*DIRECTIONS FOR THIS TASK*: Please repeat each of the entries below word for word, leaving every line unchanged.

*Position identification records*:
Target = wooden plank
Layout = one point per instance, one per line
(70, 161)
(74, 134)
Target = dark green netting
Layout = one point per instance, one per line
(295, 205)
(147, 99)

*ANSWER TO THIS EXERCISE*:
Target = wooden plank
Layout = one point per instance, one per line
(70, 161)
(74, 134)
Target = dark green netting
Layout = one point per instance, one per line
(295, 205)
(147, 99)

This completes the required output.